▸ **ИСТОЧНИК**
══════

Имя разлуки: Переписка Инны Лиснянской и Елены Макаровой
Шрифт:
Спасибо тебе за трогательное отношение к моей книге, но Мандельштам о поэзии писал лучше, Ходасевич тоже, а Цветаева и подавно. Правда, их анализ несколько менее конкретный, зато более глубокий, всеохватывающий. Я не скромничаю, те, кто читал, а их по пальцам можно сосчитать, говорят мне, что я открыла особенный жанр: феноменологическое эссе на ниве литературоведения. Но судьба у этой книги особенная, я и не помышляю о переводе ее на какой-либо другой язык. А все-таки хотела бы, чтобы ее прочли. Но не тут-то было. Мистика продолжается. Книга, не дойдя до книготорга, уже библиографическая редкость. ‹…› В производственном отделе «Худлита» разводят руками, книгу ищут все, в том числе и издательские работники: в книготорг не поступала, на прилавки также. Будет чудо, если она после 4-х месяцев с момента выхода вдруг обнаружится на какой-нибудь базе или в каком-нибудь брошенном на путях вагоне. ‹…›
Дорогая моя дочушка! Доброе утро! Сейчас 7 ч. 30 мин. Пишу, пока никто мне не мешает. Папа вчера просил, чтобы мы обменялись письмами, чтобы больше о тебе узнать. Как-то эту моду ввела я, обменивалась, но тем, что нельзя показать, – нет.
Был ли у тебя уже разговор с Рабиным и как прошел? Я-то боюсь, что он придет к власти, тогда будут колоссальные уступки арабам – территориальные, кроме, конечно, Иерусалима, и это будет, думаю, неправильно. Они ненасытны.
Возьми, к примеру, азербайджанцев, ну устроили Сумгаит, ну устроили погромы в Баку, но чтобы полгода из снарядов «Град» день за днем уничтожать Степанакерт! Эти любят и понимают только силу. Сколько их – и вот горстка армян их выбила из Шуши, а были уже и на окраинах Степанакерта. Но их очень-очень много, как саранчи. И вряд ли армянам удастся удержаться. Если смогут – то это по храбрости и смекалке будет второй Израиль. Удивительный оказался народ.

══════

▸ **ЗАПИСАННЫЕ ДАННЫЕ**

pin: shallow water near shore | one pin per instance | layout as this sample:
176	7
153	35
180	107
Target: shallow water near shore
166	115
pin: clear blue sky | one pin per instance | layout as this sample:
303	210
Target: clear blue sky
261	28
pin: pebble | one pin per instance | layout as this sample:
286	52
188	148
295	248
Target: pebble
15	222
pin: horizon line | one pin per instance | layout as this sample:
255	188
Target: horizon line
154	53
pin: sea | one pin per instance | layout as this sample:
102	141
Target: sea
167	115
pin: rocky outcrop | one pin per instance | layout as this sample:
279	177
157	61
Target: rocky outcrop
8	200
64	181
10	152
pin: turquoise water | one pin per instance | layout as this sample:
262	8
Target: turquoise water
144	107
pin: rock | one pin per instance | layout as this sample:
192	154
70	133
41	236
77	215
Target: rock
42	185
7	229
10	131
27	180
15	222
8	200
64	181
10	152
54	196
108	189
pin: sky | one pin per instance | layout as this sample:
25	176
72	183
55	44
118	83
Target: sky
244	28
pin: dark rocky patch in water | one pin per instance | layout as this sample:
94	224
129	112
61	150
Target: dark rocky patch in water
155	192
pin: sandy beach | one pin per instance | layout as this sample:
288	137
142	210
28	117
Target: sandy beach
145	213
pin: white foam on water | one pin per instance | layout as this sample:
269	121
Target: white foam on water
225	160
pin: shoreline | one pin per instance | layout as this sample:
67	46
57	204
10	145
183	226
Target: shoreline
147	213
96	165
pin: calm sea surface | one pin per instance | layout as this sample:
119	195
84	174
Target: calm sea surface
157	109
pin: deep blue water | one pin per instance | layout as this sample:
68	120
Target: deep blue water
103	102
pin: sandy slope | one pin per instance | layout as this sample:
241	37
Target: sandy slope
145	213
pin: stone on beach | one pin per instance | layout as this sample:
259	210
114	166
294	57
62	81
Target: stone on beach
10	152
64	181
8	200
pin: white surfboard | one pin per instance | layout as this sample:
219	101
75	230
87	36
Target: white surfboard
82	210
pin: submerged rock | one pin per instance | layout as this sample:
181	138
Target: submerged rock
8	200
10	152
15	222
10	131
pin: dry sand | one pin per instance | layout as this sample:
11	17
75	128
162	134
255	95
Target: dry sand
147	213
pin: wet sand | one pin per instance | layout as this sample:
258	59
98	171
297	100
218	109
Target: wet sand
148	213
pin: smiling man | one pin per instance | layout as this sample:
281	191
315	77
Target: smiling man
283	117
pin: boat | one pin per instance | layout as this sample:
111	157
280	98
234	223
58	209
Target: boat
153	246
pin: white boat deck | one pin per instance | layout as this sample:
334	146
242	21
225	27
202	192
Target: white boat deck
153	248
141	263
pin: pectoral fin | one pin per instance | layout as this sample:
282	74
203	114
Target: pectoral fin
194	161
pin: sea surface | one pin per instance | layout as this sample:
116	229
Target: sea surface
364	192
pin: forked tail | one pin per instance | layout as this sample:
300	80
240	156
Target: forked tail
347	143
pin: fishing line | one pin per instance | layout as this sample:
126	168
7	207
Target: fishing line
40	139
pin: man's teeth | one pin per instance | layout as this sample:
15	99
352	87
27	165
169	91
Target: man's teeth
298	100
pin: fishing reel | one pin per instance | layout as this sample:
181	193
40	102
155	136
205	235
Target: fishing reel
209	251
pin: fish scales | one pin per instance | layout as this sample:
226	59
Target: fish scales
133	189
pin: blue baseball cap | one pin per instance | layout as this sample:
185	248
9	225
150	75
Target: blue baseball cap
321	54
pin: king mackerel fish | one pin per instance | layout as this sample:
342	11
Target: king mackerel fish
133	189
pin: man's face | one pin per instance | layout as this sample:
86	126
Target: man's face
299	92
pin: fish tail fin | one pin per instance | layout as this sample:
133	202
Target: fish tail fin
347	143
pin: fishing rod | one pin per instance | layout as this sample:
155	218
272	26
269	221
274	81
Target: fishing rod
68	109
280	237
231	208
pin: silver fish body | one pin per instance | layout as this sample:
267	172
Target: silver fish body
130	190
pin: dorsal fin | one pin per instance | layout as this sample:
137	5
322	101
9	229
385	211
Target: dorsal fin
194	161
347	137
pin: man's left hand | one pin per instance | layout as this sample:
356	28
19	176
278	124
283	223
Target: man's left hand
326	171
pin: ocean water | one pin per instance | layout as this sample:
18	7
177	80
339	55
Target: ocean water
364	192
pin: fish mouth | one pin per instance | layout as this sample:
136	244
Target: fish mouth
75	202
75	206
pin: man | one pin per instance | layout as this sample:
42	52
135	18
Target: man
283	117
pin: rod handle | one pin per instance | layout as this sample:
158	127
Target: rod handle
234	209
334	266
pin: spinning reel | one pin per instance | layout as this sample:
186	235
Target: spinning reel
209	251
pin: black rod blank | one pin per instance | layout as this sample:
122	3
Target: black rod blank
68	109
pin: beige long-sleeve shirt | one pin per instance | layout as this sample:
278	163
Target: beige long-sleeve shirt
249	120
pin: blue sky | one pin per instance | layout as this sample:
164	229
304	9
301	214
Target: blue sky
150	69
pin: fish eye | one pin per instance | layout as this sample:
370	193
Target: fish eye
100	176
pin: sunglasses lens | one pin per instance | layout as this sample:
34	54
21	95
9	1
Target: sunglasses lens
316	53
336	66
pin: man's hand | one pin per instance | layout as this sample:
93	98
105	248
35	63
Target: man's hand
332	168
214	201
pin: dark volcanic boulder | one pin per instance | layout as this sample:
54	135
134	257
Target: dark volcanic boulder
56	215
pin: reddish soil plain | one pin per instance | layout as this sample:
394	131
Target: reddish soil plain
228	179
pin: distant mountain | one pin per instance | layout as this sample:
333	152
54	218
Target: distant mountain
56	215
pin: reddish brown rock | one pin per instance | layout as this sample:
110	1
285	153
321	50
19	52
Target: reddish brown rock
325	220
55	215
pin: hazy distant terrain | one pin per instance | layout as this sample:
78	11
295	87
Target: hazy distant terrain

══════

▸ **ЧТО СДЕЛАТЬ**
• a. Какой жанр, по словам читавших, открыла автор письма своей книгой в переписке Инны Лиснянской и Елены Макаровой?
• b. Продолжите переписку Инны Лиснянской и Елены Макаровой, начав сразу после ее последней фразы.

▸ **ОТВЕТЫ ПО ПОРЯДКУ**
• a. Феноменологическое эссе на ниве литературоведения.

• b.
‹…› Сижу перед окном почти во всю стену. А там – на фоне голубого неба почти прозрачные листья, в этом году поздние, берез, и от этой тонкокожести листвы она кажется салатовой. Очень красиво. И птички слышны. А соловьев, увы, не слышу. Они распеваются почти в полночь. Как-то слышала, две бабки недоумевали: «И к чему это в полночь соловьи так орать начинают, раньше такого не было». «Орать» – как про кошек.
‹…› Ты совершенно права, говоря, что бедность объединяет, а богатство – разъединяет. Здесь, в ДТ, живут почти все бедные, представь себе. А валютные писатели, и, значит, всемогущие, обособленно. К ним, вернее, в их души не пробьешься. Думают только о своих делах, и все же надежды я не теряю. Что-нибудь придумаю.
‹…› Целую тебя, моя радость и переписываю последний триптих.
Триптих окна
133
В книге «Ветер покоя» – «И сумерки лиловее…». Триптих посвящен С. В. Гремяко, мужу Эллы Крыловой.
134
В книге «Ветер покоя» – «Открыта новая тетрадь, / А луч открыто…».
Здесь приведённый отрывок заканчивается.